ЗАДАНИЕ И ТРЕБОВАНИЯ: Как передать суть фрагмента о Ленине и Малиновском в двух предложениях?

ФРАГМЕНТ ДОКУМЕНТА:
+++

Ленин до самого захвата власти придерживался позиции своей «следственной комиссии» и в мае 1917 г. изложил ее комиссии Муравьева («за недостатком улик мы не могли сосчитать его провокатором»). Тогда же он утверждал, что после оправдания Малиновский уехал из Поронина в неизвестном направлении и с тех пор они больше не виделись (Крупская потом повторяла то же самое[424]); позже якобы до Ленина дошли сведения, будто Малиновский попал в плен к немцам[425].
Отъезд Малиновского из Поронина – в бодром настроении и полном согласии с Лениным и его близкими[426] – произошел в момент, когда Ленин строил планы в связи с началом войны. Едва он 24 (11) июля завершил слушания по делу Малиновского, как на следующий день, 25 (12) июля, пришло известие о венском ультиматуме Сербии. Он ждал, что это приведет к войне, а большая война – к революции в его стране, и горячо поздравлял далекую возлюбленную «с приближающейся революцией в России»![427] Если он еще до окончания разбирательства в комиссии послал своего лучшего агента в охранке на новые дела[428], то, видимо, имея в виду использовать его так, чтобы причинить наибольший вред царизму и принести пользу его противникам. Малиновский, написав Ленину 24 июля 1914 г. из Кракова, что надеется доехать до Петербурга через Варшаву 29 (16) июля, доказал свое намерение вернуться в российскую столицу, вопреки обещанию, данному охранке.

+++

ИЗВЛЕЧЁННЫЕ ЗАПИСИ:
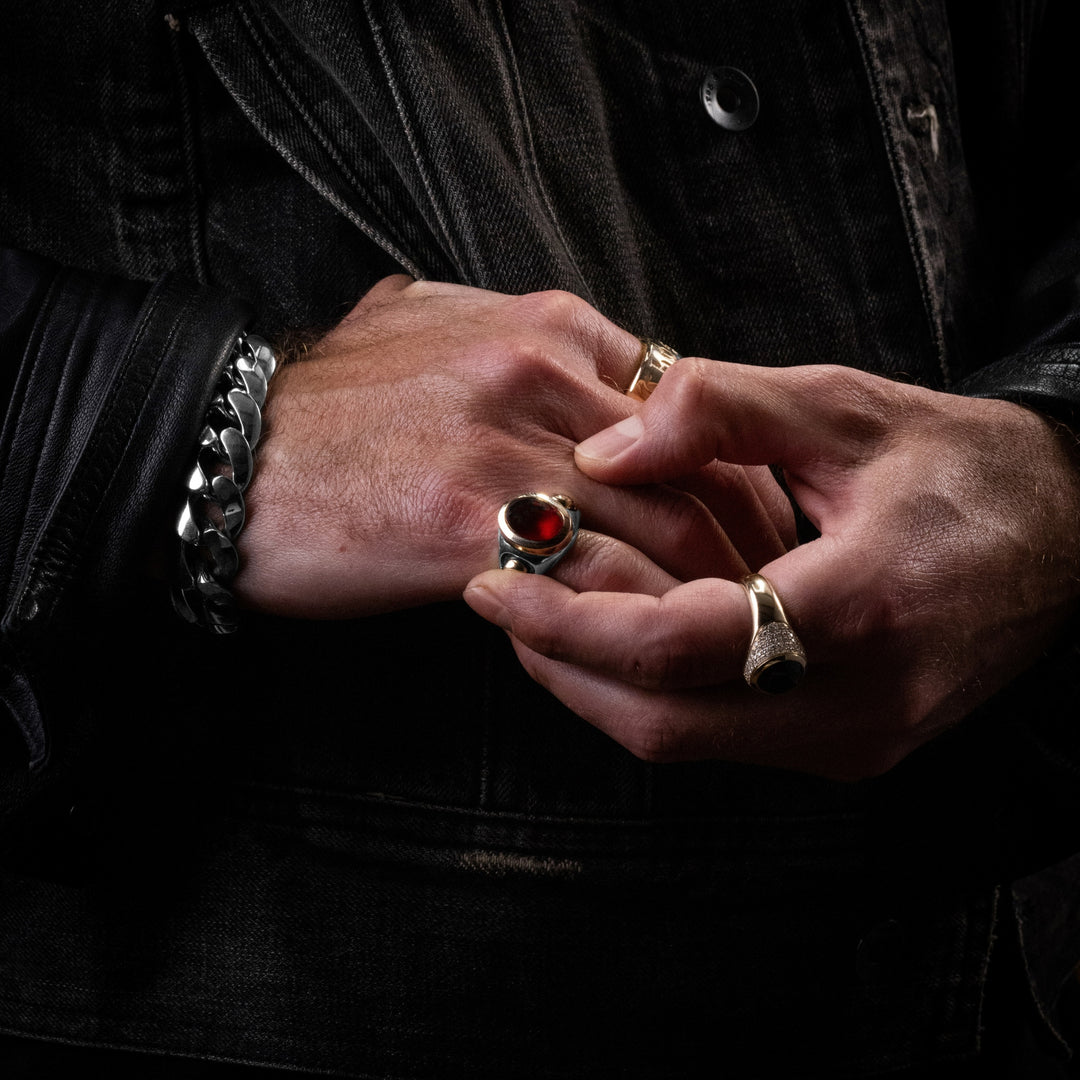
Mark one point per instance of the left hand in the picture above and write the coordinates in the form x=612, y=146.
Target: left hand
x=947, y=562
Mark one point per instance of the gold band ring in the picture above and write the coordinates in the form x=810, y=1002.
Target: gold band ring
x=775, y=660
x=656, y=359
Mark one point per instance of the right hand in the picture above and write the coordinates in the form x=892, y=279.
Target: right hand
x=388, y=454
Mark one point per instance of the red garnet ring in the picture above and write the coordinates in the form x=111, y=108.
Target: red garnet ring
x=536, y=530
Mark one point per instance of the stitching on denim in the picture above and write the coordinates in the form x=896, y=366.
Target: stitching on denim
x=534, y=161
x=320, y=133
x=901, y=180
x=189, y=157
x=410, y=137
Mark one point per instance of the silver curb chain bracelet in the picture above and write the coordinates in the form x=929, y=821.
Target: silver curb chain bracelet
x=213, y=513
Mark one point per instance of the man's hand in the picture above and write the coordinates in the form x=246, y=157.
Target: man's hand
x=948, y=561
x=388, y=454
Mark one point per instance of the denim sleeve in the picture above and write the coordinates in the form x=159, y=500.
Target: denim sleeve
x=106, y=383
x=1040, y=358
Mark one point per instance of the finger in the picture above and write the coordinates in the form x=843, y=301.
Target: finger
x=759, y=530
x=693, y=635
x=674, y=528
x=602, y=564
x=729, y=723
x=704, y=409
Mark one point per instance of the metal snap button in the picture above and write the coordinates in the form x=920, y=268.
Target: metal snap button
x=730, y=98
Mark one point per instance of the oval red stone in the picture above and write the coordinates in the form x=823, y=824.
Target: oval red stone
x=535, y=520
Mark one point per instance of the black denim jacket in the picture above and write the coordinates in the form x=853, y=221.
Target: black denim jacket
x=904, y=202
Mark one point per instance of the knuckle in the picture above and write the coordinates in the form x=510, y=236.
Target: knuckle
x=687, y=524
x=553, y=307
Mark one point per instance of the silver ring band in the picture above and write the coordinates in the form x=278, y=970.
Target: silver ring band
x=536, y=530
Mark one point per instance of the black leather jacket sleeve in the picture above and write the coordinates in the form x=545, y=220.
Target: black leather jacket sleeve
x=106, y=382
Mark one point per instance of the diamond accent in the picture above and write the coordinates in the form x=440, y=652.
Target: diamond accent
x=772, y=642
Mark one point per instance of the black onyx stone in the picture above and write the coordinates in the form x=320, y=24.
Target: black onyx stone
x=781, y=676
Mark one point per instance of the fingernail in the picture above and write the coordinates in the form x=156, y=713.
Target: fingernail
x=609, y=443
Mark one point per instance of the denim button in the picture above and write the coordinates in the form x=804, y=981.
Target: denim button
x=730, y=98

+++

ИТОГОВЫЙ ОТВЕТ: До захвата власти Ленин держался позиции своей «следственной комиссии», по которой из-за недостатка улик Малиновского нельзя было считать провокатором, и утверждал, что после оправдания тот уехал из Поронина в неизвестном направлении. Между тем Малиновский уехал в бодром настроении и в полном согласии с Лениным как раз тогда, когда Ленин, узнав о венском ультиматуме Сербии, ждал войны и революции в России, а 24 июля 1914 г. Малиновский написал Ленину из Кракова, что надеется доехать до Петербурга через Варшаву.